**À réaliser**
1. Relevez toutes les années citées dans l'entretien avec Elvire Adjamonsi.
2. Poursuivez l'entretien avec Elvire Adjamonsi au-delà de sa dernière phrase.

**Extrait de source**
--- --- ---
Elvire Adjamonsi, l’amazone à Bangui

 Bénin

Culture/Cinéma/Média

Elvire Adjamonsi, commençons l’entretien, si vous le voulez bien  par cette actualité brûlante puisque vous êtes par ailleurs béninoise de nationalité, 28 femmes vont désormais siéger à l’Assemblée Nationale de votre pays ; comment réagissez-vous à cet événement sans précédent ?

Bravo aux politiques ! D’habitude, je ne m’inscris pas trop dans la discrimination positive. Je dois avouer cette fois que la loi qui a permis cela a été bien pensée ; je suis contente du résultat. 28 femmes sur 109 députés, ce n’est pas assez  mais c’est déjà quelque chose. Je souhaite à présent qu’elles soient mieux outillées car la population sera très déçue si elles ne jouent pas bien leurs rôles de représentantes du peuple. Nous avons besoin de femmes bien engagées.

Vous touchez presque à tout dans l’environnement socioculturel, comment arrivez-vous  à passer d’un domaine à un autre avec autant d’efficience ?

Sourire… Au départ, je voulais juste évoluer dans le milieu culturel et j’ai dû me battre pour.  Chemin faisant, je me suis retrouvée en Centrafrique où j’avais travaillé comme administratrice du Centre culturel Espace Lingaterre de 2001 à 2004. Nos activités à l’époque se focalisaient uniquement sur la culture, notamment la formation, la production et la promotion d’œuvres artistiques. Suite à l’insécurité qui règnait au lendemain du  coup d’état du 15 mars 2003, j’ai dû quitter le pays. Quand je suis retournée là-bas en 2017, j’ai retrouvé un pays de plus en plus enfoncé dans la misère. C’est à ce moment là que j’ai compris que la culture doit aider au développement socioéconomique auquel un pays aspire. Je me suis donc retrouvée à toucher à tout. Mais je dois à la vérité que j’aime explorer les univers aussi difficiles qu’ils puissent être.
--- --- ---
(Entrées de la collection)
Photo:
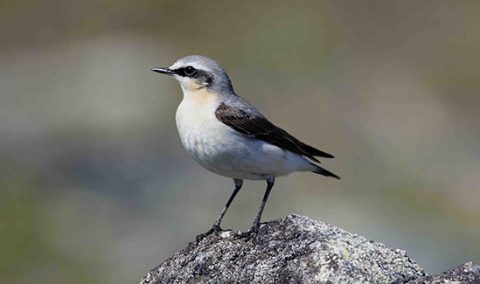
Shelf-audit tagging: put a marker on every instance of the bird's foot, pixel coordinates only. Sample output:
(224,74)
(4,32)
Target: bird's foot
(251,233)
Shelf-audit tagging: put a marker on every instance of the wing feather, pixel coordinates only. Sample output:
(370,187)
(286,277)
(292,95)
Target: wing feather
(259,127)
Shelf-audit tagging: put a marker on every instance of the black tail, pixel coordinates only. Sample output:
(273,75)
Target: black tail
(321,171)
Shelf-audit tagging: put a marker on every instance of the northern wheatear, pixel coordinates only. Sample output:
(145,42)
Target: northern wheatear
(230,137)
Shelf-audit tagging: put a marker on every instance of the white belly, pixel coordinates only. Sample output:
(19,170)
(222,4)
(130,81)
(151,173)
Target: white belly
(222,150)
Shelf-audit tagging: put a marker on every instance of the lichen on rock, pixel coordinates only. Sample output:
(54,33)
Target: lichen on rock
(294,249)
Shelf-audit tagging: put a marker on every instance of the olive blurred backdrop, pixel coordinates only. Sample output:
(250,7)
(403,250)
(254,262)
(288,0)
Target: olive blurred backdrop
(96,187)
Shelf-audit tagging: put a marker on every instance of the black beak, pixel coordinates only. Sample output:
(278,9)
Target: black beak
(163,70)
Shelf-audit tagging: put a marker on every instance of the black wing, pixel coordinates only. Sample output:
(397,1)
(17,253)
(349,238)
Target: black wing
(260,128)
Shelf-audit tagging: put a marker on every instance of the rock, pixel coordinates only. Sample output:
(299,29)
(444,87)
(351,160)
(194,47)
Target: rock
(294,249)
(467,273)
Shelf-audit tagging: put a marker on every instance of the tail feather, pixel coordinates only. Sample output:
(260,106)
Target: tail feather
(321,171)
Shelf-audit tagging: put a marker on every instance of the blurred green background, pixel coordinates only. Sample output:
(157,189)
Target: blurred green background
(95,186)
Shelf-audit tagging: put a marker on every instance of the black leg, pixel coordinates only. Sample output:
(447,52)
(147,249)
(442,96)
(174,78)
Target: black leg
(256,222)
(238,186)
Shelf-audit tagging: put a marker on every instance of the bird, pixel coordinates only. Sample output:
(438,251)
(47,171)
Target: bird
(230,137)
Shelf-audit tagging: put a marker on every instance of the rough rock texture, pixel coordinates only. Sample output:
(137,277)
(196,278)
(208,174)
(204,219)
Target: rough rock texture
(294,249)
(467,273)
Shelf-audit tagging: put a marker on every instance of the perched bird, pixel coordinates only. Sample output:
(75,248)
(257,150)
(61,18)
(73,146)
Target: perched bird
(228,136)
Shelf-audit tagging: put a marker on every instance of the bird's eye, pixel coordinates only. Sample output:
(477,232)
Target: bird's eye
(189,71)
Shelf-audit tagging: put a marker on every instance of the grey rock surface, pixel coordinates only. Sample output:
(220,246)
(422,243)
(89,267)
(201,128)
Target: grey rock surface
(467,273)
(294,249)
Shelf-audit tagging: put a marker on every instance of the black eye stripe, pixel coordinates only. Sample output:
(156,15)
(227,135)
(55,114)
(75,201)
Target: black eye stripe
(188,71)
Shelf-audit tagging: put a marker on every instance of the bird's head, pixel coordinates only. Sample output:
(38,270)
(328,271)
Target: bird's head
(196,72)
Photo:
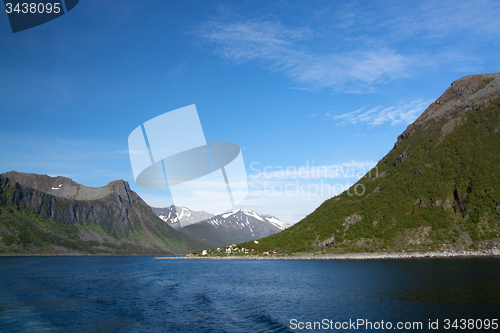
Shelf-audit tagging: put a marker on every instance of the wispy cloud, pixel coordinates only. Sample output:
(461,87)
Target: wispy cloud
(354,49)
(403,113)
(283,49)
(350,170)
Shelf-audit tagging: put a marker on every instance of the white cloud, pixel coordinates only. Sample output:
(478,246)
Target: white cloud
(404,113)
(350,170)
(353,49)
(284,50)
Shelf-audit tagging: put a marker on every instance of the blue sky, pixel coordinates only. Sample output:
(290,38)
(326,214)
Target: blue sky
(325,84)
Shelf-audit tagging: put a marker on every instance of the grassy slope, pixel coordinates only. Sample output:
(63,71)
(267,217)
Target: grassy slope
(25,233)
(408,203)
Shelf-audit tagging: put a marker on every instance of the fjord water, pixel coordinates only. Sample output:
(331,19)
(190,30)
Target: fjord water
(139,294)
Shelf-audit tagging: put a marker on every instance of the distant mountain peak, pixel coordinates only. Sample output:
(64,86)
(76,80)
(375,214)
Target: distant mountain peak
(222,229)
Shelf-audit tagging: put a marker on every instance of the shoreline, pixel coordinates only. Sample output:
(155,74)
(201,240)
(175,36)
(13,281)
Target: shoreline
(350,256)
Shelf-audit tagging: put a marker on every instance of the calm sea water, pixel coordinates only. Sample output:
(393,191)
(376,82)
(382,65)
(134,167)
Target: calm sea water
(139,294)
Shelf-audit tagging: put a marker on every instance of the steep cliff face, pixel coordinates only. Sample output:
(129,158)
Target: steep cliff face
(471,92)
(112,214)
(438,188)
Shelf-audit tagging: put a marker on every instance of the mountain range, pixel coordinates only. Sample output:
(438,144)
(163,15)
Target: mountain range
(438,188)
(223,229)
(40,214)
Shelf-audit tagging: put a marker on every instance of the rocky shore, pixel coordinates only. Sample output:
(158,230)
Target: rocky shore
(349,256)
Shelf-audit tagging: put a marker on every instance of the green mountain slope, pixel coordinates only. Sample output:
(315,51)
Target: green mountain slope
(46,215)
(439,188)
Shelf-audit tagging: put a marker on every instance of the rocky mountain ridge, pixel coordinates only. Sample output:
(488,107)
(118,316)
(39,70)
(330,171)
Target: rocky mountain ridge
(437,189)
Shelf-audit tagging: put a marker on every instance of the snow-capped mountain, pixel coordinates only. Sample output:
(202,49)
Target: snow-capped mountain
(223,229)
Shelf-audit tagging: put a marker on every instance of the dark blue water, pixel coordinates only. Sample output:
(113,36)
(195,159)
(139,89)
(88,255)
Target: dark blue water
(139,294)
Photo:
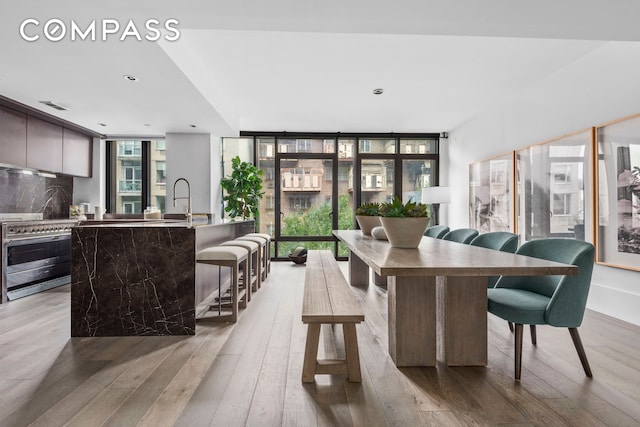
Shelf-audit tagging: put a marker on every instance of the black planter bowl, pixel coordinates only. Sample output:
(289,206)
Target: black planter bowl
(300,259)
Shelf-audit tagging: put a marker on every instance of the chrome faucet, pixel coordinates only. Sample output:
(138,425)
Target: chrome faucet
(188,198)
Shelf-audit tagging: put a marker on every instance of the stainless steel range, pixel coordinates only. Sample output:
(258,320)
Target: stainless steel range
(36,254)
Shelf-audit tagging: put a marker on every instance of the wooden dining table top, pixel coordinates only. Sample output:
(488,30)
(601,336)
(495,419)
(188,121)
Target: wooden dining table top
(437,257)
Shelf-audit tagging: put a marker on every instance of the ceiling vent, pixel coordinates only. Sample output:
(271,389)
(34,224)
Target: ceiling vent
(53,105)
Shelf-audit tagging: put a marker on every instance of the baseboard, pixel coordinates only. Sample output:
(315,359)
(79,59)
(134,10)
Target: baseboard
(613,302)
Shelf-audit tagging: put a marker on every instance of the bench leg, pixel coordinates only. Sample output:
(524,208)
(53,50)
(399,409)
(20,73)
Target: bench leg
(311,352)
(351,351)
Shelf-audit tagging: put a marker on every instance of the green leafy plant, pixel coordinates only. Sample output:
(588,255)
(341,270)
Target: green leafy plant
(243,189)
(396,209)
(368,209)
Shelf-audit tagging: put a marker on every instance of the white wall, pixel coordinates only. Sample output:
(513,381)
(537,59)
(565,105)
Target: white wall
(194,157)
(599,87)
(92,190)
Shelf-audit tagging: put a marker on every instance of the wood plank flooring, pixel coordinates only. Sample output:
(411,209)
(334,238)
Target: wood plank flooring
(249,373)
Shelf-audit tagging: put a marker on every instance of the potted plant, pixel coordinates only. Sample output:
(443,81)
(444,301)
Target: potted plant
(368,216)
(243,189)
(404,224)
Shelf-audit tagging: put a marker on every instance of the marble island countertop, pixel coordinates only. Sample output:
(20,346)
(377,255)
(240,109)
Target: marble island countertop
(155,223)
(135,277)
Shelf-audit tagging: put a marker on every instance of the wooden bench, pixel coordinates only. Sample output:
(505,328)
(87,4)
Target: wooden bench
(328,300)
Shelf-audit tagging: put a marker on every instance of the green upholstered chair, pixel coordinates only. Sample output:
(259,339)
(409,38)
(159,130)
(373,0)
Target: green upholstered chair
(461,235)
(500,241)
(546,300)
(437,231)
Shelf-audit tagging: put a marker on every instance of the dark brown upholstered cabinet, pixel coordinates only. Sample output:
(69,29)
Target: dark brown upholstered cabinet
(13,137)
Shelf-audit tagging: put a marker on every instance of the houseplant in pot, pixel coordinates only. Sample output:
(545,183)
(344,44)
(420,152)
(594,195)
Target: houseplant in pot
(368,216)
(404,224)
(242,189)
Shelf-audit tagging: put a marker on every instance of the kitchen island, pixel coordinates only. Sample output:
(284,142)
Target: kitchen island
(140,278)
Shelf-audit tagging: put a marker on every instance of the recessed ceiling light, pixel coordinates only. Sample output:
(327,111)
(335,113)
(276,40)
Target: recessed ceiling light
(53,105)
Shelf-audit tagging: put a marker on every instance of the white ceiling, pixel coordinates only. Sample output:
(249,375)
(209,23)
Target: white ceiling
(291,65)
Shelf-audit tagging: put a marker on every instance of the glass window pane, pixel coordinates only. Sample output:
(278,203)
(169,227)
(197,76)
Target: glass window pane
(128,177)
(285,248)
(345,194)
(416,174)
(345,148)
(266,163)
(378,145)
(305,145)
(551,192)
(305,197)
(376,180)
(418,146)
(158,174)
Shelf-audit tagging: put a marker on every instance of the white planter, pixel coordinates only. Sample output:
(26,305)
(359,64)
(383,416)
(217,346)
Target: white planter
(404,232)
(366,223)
--- --- ---
**Réponses par tâche**
1. 2001, 2003, 2004, 2017

2.
Vous avez dirigé une radio à Bangui en Centrafrique, racontez-nous un peu votre expérience en la matière dans ce pays en proie à la guerre.

Il s’agit de la radio culturelle communautaire Linga FM qui a été créée au départ pour relayer les activités de l’Espace Lingaterre et assurer la promotion des artistes centrafricains. J’étais repartie à Bangui en 2017 pour travailler sur les activités de l’espace, notamment dans la production d’un documentaire sur la diversité culturelle en Centrafrique. Mais après la sortie du film, j’ai été sollicitée pour diriger la radio Linga FM. Imaginez une femme d’Afrique de l’Ouest entrain de diriger des journalistes d’un pays en guerre. Je ne donnais pas cher de ma peau. Mais comme j’aime les défis, j’ai pris le temps de leur prouver qu’un responsable doit être respecté qu’il soit homme ou femme. Je suis donc restée à la tête de cette radio jusqu’en 2022.

La réalisatrice à succès que vous êtes pratique t-elle l’autocensure ?

Non ! Toutefois, je suis plus inspirée par des sujets liés aux événements qui m’ont marquée.

Y a-t-il encore des sujets tabous aujourd’hui en Afrique ?

Je dirai oui. Mais cela dépend surtout de la société dans laquelle on évolue.

Quel accueil vos pairs et le public en général ont réservé à votre long métrage ?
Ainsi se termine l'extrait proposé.